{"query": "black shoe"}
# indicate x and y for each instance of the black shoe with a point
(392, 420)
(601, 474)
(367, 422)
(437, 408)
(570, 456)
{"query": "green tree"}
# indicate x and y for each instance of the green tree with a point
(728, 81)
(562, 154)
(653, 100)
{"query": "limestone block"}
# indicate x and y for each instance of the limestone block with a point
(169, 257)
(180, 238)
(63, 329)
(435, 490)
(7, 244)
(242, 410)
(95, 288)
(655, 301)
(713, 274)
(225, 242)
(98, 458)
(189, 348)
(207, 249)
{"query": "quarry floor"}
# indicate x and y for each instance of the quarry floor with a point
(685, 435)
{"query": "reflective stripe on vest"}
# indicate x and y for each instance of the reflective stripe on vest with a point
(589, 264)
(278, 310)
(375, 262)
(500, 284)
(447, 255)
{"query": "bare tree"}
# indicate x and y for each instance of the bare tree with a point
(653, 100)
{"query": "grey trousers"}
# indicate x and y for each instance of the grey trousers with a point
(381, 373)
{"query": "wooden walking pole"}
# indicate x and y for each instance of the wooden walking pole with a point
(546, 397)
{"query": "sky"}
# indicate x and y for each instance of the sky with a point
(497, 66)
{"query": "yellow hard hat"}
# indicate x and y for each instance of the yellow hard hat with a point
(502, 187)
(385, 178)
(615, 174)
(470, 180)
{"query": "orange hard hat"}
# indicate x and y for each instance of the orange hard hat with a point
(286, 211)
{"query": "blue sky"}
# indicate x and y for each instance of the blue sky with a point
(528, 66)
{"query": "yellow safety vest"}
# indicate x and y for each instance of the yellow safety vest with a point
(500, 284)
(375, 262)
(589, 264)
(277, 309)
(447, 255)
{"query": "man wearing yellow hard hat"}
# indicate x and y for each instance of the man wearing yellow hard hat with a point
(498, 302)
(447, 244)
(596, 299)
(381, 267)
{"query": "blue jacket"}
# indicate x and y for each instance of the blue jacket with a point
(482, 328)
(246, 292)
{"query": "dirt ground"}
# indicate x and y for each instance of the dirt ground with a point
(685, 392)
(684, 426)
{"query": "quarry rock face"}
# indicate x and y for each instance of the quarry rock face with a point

▶ [EXERCISE OBJECTIVE] Reproduce the full listing exactly.

▶ [FINAL RESULT]
{"query": "black shoe"}
# indicate x and y for each instance of the black shoe with a point
(392, 420)
(601, 474)
(367, 422)
(437, 408)
(570, 456)
{"query": "green tree"}
# indicate x and y for each instance of the green tree with a point
(728, 81)
(562, 154)
(653, 100)
{"query": "limestone block"}
# indicate x and y for each instance of the limestone block with a point
(169, 257)
(180, 238)
(63, 329)
(435, 490)
(7, 244)
(242, 410)
(95, 288)
(655, 301)
(713, 274)
(225, 242)
(98, 458)
(189, 348)
(207, 249)
{"query": "quarry floor"}
# indicate x and y for each instance of the quarry floor with a point
(685, 435)
{"query": "reflective stripe on vest"}
# indicate x and y for each instance of the reflective stripe on vest with a point
(589, 264)
(278, 310)
(375, 262)
(500, 284)
(447, 255)
{"query": "bare tree"}
# indicate x and y for each instance of the bare tree with a point
(653, 100)
{"query": "grey trousers"}
# indicate x and y for each instance of the grey trousers with a point
(381, 373)
{"query": "wooden walking pole"}
# indicate x and y for each instance of the wooden walking pole with a point
(546, 397)
{"query": "sky"}
# indicate x and y for each instance of the sky with a point
(497, 66)
{"query": "yellow hard hat"}
# indicate x and y for each instance of the yellow hard hat with a point
(502, 187)
(385, 178)
(615, 174)
(470, 180)
{"query": "orange hard hat"}
# indicate x and y for each instance of the orange hard hat with a point
(286, 211)
{"query": "blue sky"}
# indicate x and y for each instance of the blue sky with a point
(528, 66)
{"query": "yellow safety vest"}
# indicate x and y for each instance of the yellow safety vest with a point
(500, 284)
(375, 262)
(589, 264)
(277, 309)
(447, 255)
{"query": "man wearing yellow hard hat"}
# indicate x and y for each instance of the man wearing yellow hard hat with a point
(498, 302)
(447, 244)
(596, 299)
(381, 267)
{"query": "blue jacket"}
# indicate x and y for each instance of the blue jacket with a point
(482, 328)
(246, 292)
{"query": "dirt ground"}
# indicate x and y for each instance of the dirt ground with a point
(685, 392)
(684, 426)
{"query": "quarry rock face"}
# indicate x and y for each instance of the quarry rock face with a point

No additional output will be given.